%%

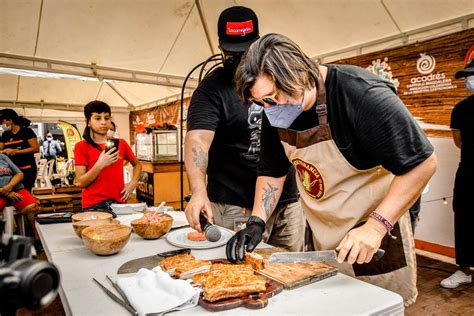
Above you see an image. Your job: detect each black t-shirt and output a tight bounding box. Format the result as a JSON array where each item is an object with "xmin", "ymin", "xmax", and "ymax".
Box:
[
  {"xmin": 187, "ymin": 67, "xmax": 298, "ymax": 208},
  {"xmin": 0, "ymin": 127, "xmax": 36, "ymax": 172},
  {"xmin": 450, "ymin": 95, "xmax": 474, "ymax": 163},
  {"xmin": 259, "ymin": 65, "xmax": 433, "ymax": 177}
]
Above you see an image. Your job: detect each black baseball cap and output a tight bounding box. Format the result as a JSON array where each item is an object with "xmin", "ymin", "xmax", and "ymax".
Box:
[
  {"xmin": 454, "ymin": 59, "xmax": 474, "ymax": 79},
  {"xmin": 217, "ymin": 6, "xmax": 260, "ymax": 52}
]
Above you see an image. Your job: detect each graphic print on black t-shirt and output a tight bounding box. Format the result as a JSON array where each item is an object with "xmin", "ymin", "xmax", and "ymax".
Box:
[{"xmin": 243, "ymin": 103, "xmax": 263, "ymax": 162}]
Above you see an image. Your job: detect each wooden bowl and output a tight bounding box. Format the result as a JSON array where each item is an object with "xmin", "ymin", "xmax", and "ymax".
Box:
[
  {"xmin": 72, "ymin": 218, "xmax": 120, "ymax": 239},
  {"xmin": 72, "ymin": 212, "xmax": 112, "ymax": 223},
  {"xmin": 82, "ymin": 224, "xmax": 132, "ymax": 255},
  {"xmin": 130, "ymin": 213, "xmax": 173, "ymax": 239}
]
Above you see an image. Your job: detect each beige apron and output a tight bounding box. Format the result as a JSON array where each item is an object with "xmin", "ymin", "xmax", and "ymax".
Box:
[{"xmin": 279, "ymin": 78, "xmax": 418, "ymax": 306}]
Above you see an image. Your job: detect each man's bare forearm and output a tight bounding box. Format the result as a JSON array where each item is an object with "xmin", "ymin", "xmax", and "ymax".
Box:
[
  {"xmin": 252, "ymin": 176, "xmax": 286, "ymax": 221},
  {"xmin": 184, "ymin": 131, "xmax": 214, "ymax": 194}
]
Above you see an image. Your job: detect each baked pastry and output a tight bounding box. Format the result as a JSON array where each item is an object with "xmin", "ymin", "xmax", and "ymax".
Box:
[
  {"xmin": 160, "ymin": 253, "xmax": 196, "ymax": 274},
  {"xmin": 192, "ymin": 263, "xmax": 254, "ymax": 286},
  {"xmin": 209, "ymin": 263, "xmax": 254, "ymax": 274},
  {"xmin": 244, "ymin": 252, "xmax": 265, "ymax": 270},
  {"xmin": 174, "ymin": 260, "xmax": 212, "ymax": 279},
  {"xmin": 203, "ymin": 271, "xmax": 266, "ymax": 302}
]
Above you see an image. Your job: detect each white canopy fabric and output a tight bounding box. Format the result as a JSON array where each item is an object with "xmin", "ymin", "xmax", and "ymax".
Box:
[{"xmin": 0, "ymin": 0, "xmax": 474, "ymax": 117}]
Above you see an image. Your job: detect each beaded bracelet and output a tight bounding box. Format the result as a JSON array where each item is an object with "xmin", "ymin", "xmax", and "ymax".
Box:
[{"xmin": 369, "ymin": 212, "xmax": 397, "ymax": 239}]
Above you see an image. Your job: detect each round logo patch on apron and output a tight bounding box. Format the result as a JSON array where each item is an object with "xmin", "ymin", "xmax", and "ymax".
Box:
[{"xmin": 291, "ymin": 158, "xmax": 325, "ymax": 200}]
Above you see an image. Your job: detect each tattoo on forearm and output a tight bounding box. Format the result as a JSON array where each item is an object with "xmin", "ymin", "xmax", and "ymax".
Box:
[
  {"xmin": 262, "ymin": 183, "xmax": 278, "ymax": 217},
  {"xmin": 192, "ymin": 147, "xmax": 208, "ymax": 174}
]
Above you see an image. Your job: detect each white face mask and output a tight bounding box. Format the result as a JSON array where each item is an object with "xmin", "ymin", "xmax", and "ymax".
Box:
[{"xmin": 464, "ymin": 75, "xmax": 474, "ymax": 93}]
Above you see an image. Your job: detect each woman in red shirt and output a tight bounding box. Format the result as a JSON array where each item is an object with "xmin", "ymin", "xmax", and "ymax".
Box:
[{"xmin": 74, "ymin": 101, "xmax": 142, "ymax": 211}]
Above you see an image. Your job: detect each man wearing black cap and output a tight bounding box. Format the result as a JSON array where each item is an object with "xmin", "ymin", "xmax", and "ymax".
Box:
[
  {"xmin": 440, "ymin": 59, "xmax": 474, "ymax": 289},
  {"xmin": 184, "ymin": 6, "xmax": 304, "ymax": 251}
]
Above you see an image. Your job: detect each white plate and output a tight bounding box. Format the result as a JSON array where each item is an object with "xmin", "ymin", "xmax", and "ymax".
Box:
[{"xmin": 166, "ymin": 226, "xmax": 233, "ymax": 249}]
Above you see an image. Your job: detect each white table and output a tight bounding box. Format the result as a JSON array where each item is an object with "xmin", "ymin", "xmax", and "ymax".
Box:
[{"xmin": 36, "ymin": 212, "xmax": 404, "ymax": 315}]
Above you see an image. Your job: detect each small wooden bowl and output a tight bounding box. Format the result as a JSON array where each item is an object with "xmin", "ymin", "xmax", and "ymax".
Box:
[
  {"xmin": 82, "ymin": 224, "xmax": 132, "ymax": 256},
  {"xmin": 72, "ymin": 212, "xmax": 112, "ymax": 223},
  {"xmin": 72, "ymin": 218, "xmax": 120, "ymax": 239},
  {"xmin": 130, "ymin": 213, "xmax": 173, "ymax": 239}
]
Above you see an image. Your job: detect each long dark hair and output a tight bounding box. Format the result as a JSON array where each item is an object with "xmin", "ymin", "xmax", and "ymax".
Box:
[
  {"xmin": 0, "ymin": 109, "xmax": 31, "ymax": 127},
  {"xmin": 82, "ymin": 100, "xmax": 112, "ymax": 151}
]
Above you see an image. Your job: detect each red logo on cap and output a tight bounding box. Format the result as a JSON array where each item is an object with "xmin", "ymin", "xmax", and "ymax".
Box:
[{"xmin": 226, "ymin": 20, "xmax": 253, "ymax": 35}]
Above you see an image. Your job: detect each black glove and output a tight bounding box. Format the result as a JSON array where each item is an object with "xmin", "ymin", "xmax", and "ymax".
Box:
[{"xmin": 225, "ymin": 216, "xmax": 265, "ymax": 263}]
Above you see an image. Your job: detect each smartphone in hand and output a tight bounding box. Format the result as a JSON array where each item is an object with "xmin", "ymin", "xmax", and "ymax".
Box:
[{"xmin": 105, "ymin": 138, "xmax": 119, "ymax": 152}]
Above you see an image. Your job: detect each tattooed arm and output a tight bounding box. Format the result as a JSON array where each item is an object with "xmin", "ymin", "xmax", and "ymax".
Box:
[
  {"xmin": 252, "ymin": 176, "xmax": 286, "ymax": 221},
  {"xmin": 184, "ymin": 130, "xmax": 214, "ymax": 231}
]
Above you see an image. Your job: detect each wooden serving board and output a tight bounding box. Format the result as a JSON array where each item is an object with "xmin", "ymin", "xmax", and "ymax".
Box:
[
  {"xmin": 199, "ymin": 259, "xmax": 283, "ymax": 312},
  {"xmin": 199, "ymin": 279, "xmax": 283, "ymax": 312},
  {"xmin": 255, "ymin": 248, "xmax": 337, "ymax": 290}
]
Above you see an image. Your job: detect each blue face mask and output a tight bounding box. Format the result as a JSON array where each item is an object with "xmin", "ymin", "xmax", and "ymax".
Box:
[
  {"xmin": 264, "ymin": 95, "xmax": 304, "ymax": 128},
  {"xmin": 464, "ymin": 76, "xmax": 474, "ymax": 93}
]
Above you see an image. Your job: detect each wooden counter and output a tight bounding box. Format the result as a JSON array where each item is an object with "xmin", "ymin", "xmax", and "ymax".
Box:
[{"xmin": 137, "ymin": 160, "xmax": 189, "ymax": 209}]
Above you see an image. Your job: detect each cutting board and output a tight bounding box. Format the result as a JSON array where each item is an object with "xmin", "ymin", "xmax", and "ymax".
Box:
[
  {"xmin": 199, "ymin": 259, "xmax": 283, "ymax": 312},
  {"xmin": 199, "ymin": 279, "xmax": 283, "ymax": 312},
  {"xmin": 255, "ymin": 247, "xmax": 337, "ymax": 290}
]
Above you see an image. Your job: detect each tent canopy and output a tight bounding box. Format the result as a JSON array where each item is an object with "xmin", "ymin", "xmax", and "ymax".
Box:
[{"xmin": 0, "ymin": 0, "xmax": 474, "ymax": 117}]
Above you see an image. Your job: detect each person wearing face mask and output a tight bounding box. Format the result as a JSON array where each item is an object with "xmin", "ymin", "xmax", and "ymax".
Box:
[
  {"xmin": 0, "ymin": 109, "xmax": 40, "ymax": 192},
  {"xmin": 74, "ymin": 100, "xmax": 142, "ymax": 211},
  {"xmin": 440, "ymin": 59, "xmax": 474, "ymax": 289},
  {"xmin": 226, "ymin": 34, "xmax": 437, "ymax": 305},
  {"xmin": 42, "ymin": 133, "xmax": 62, "ymax": 173},
  {"xmin": 184, "ymin": 6, "xmax": 305, "ymax": 251}
]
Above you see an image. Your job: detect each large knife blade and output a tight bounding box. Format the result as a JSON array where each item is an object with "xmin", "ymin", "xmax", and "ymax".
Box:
[
  {"xmin": 268, "ymin": 249, "xmax": 385, "ymax": 262},
  {"xmin": 117, "ymin": 248, "xmax": 191, "ymax": 274}
]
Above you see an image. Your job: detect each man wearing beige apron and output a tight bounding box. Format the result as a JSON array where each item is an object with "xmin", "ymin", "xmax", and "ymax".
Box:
[{"xmin": 226, "ymin": 34, "xmax": 436, "ymax": 305}]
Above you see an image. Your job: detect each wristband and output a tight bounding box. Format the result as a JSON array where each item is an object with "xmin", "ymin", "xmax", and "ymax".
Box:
[
  {"xmin": 369, "ymin": 211, "xmax": 397, "ymax": 239},
  {"xmin": 246, "ymin": 216, "xmax": 265, "ymax": 231}
]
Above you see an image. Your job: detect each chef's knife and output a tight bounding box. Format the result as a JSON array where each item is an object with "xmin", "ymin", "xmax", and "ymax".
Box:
[
  {"xmin": 117, "ymin": 248, "xmax": 191, "ymax": 274},
  {"xmin": 268, "ymin": 249, "xmax": 385, "ymax": 262}
]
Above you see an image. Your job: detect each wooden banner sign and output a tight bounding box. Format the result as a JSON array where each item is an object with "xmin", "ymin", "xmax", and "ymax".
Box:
[{"xmin": 332, "ymin": 29, "xmax": 474, "ymax": 137}]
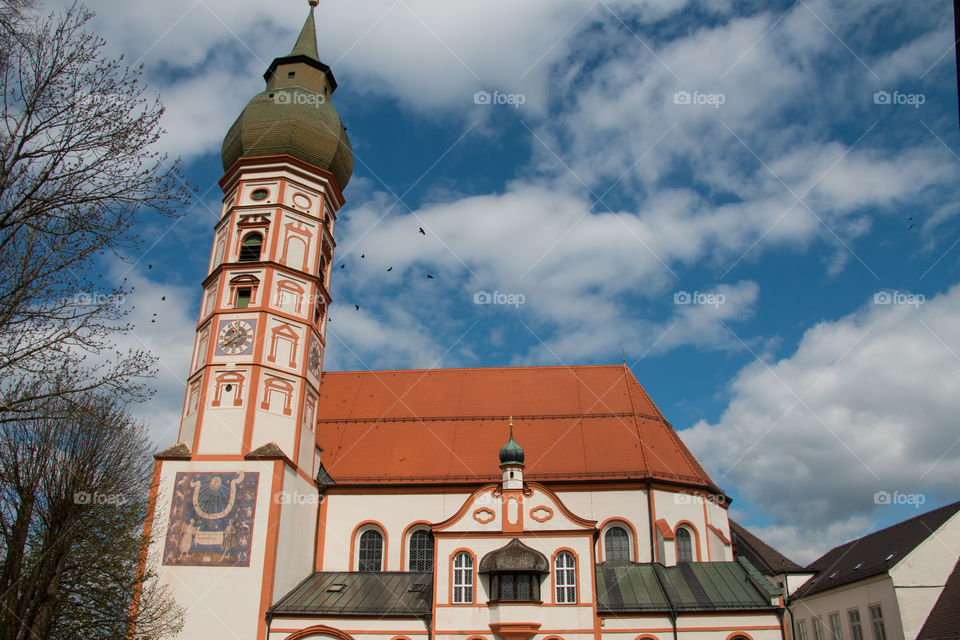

%%

◆ STATED TASK:
Please locate each line in the listing above that contains the string "cutting", and copy those lines out in full.

◆ COMPLETE OUTPUT:
Above you see an image. Your job: detect each cutting board and output a tight bounding box. Format the result as a JSON array where each item is an object with "xmin", "ymin", "xmax", and "ymax".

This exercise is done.